TEXT:
· · · · ·

Using a child class means we can access protected items but not private ones. The wrapper functions are disassociated from the functions being wrapped which may make them harder to read or track. The wrappers must be updated when the items they wrap are changed.

 Strategy 5. Create Wrapper / Accessor Functions

Instead of using a child class, place wrappers in the class with the non-public items. The wrappers can be placed immediately before or after the items they refer to. Both private and protected items can be accessed.

class SomeClass {
  public foo;
  private bar;
  public function getBar_Test() {
    return $this->bar;
  }
}

The wrapper functions clutter the code and must be updated when the items they wrap are changed. The wrappers will be in the released application and could be exploited unless they are removed with preprocessor directives. This has the same risks as Strategy 3.

 Strategy 6. Redefine Everything to Public when Testing

In a language with a preprocessor (like C++), use the preprocessor to rewrite "private" and "protected" to "public" before running tests. This can be controlled by a variable passed to the language compiler/interpreter. This has minimal impact on the source code.

#ifdef UNIT_TESTING
#define private public
#define protected public
#endif

This requires a language with a preprocessor since doing a simple search-and-replace (like the Linux sed) runs the risk of redefining things that contain the text "private" or "protected". Technically, you are altering the program you are trying to test (even though you are only altering the access restrictions).

 Strategy 7. Use Reflection to Change Access at Run-time

In a language with class reflection (the ability to read and change object properties while a program is running), alter the object being tested and make non-public items public for testing. The reflection is executed in the unit test so the original source code is unchanged. Since reflection changes the running state of an object, using reflection in general may make white box testing easier (such as the ability to use test doubles). For example, in PHP 5.3:

   $refObj = new ReflectionClass( "MyClass" );
   $refProp = $refObj->getProperty( "MyPrivateVar" ); // or getMethod()

· · · · ·

Location annotation dataset excerpts:

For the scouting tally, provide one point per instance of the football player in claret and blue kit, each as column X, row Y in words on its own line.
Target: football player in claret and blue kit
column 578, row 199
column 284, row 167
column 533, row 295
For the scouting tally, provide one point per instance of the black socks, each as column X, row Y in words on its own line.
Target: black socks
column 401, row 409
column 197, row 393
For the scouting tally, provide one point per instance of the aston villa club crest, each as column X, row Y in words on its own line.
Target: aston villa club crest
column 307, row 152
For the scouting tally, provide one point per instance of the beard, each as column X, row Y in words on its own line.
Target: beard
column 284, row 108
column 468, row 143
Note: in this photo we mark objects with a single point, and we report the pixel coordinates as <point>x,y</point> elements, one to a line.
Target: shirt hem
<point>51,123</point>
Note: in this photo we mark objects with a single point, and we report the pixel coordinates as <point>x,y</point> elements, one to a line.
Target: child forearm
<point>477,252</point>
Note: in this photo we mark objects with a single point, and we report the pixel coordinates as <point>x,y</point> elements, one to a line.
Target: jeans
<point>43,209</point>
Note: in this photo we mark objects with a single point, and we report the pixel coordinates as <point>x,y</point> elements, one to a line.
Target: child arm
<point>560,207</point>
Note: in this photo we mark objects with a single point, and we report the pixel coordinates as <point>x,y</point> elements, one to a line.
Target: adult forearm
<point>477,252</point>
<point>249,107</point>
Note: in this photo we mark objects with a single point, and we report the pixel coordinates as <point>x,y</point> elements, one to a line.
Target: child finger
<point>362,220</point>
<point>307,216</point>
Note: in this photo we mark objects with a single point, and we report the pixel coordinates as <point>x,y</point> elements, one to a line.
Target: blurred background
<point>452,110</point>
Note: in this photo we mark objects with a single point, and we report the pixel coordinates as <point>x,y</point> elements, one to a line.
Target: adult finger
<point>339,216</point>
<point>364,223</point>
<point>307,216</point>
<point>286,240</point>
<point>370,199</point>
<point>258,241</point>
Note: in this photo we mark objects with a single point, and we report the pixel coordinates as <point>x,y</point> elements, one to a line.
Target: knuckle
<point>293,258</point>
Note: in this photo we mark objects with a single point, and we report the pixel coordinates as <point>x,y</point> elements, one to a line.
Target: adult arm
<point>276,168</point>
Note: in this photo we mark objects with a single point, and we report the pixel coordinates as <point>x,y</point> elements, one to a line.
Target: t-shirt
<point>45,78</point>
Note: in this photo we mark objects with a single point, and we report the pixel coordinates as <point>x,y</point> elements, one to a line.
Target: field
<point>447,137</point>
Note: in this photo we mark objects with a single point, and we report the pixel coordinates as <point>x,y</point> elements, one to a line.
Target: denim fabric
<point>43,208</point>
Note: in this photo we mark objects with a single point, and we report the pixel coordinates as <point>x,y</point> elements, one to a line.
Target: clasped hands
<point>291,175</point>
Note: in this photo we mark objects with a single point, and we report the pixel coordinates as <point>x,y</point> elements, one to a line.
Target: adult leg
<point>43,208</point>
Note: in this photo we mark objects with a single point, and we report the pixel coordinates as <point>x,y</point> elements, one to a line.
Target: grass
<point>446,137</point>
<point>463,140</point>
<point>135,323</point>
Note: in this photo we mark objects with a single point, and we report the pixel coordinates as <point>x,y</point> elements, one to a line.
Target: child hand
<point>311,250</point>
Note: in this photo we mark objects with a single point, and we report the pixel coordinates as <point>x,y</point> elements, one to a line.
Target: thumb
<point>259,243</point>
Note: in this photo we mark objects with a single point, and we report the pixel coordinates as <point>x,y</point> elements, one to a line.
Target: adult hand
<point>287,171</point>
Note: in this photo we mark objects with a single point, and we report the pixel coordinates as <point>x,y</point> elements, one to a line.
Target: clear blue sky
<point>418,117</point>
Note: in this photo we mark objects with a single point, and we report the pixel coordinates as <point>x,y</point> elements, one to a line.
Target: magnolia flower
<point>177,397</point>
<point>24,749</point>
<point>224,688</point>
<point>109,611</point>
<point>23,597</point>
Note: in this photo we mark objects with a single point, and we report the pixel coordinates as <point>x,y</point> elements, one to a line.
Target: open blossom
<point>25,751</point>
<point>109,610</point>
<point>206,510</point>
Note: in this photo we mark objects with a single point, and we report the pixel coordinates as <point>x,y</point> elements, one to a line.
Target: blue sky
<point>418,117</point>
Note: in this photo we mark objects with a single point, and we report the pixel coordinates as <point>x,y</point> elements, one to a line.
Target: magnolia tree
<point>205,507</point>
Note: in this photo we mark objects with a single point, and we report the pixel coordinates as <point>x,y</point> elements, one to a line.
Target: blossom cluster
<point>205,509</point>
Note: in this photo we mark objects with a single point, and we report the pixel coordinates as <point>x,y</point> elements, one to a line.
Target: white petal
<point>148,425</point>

· · · · ·

PROMPT A: List the titles of all the numbered strategies that appear as headings in the text on testing private and protected class members.
PROMPT B: Write the next part of the text on testing private and protected class members, picking up right after its last line.
The records were taken from a different source than the text.

WRITTEN RESPONSE A:
Strategy 5. Create Wrapper / Accessor Functions
Strategy 6. Redefine Everything to Public when Testing
Strategy 7. Use Reflection to Change Access at Run-time

WRITTEN RESPONSE B:
   $refProp->setAccessible( true );

This requires a language with class reflection capability. The unit tests are larger to write when compared to other solutions. Reflection can be error-prone and hard to maintain because the parameters to reflection functions are strings and because it can be difficult to read and follow. Reflection may disable your language's compile-time class tests, making it the responsibility of your unit tests to tests these conditions as well. Technically, you are altering the program you are trying to test (even though it's only the access restrictions). (PHP Manual, How to use PHP's ReflectionClass to Test Private methods and Properties with PHPUnit", Is it bad practice to use Reflection in Unit testing?, StackOverflow ).

If you need to use test doubles, reflection is a requirement.

 Strategy 8. Move the Non-Public Items to a New Class

This solution argues that the ability to test your software should be a part of its design. Non-public items are probably helpers/utilities. Store them in a separate class instead, keeping only a private object pointer to that class. "Private items mean there's a new class struggling to get out."

A program should be testable, but that doesn't mean that program should be structured around testing. A program should be broken down around code reuse and readability. A large class could produce dozens of smaller ones. Excessive use of classes to solve every problem has lead to the "class hell" problem in many languages, where the class tree is bureaucratic and the reasoning incomprehensible. Refactoring should not be done to make testing easier at the expense of the solution (Unit Testing Private Variables, Binstock; Artima; What is an Agile Language?,Lone Coder).

 Strategy 9. Use Public (or Java Package) Access

In this case make everything public. Since access restrictions are voluntary and do not change the function of items, just don't use them.

Without access restrictions, you lose encapsulation. This makes your project harder to read and maintain over time.

The best strategy of the nine listed here really depends on your project, programming language and requirements.

 Are Test Doubles Having the Last Laugh?

Opinions vary on where and how often to use test doubles. "Mock objects are both really damn useful and ridiculously annoying at the same time", says Gregory Brown.

Mocking means testing a component without testing its dependencies by creating fake objects that mimic the dependencies. For example, if you want your unit tests to run without a database, you might create a mock database object that returns what data the might have returned. Now your unit tests can run without a real database. Your test also gets a performance boost since they don't have to access a real database.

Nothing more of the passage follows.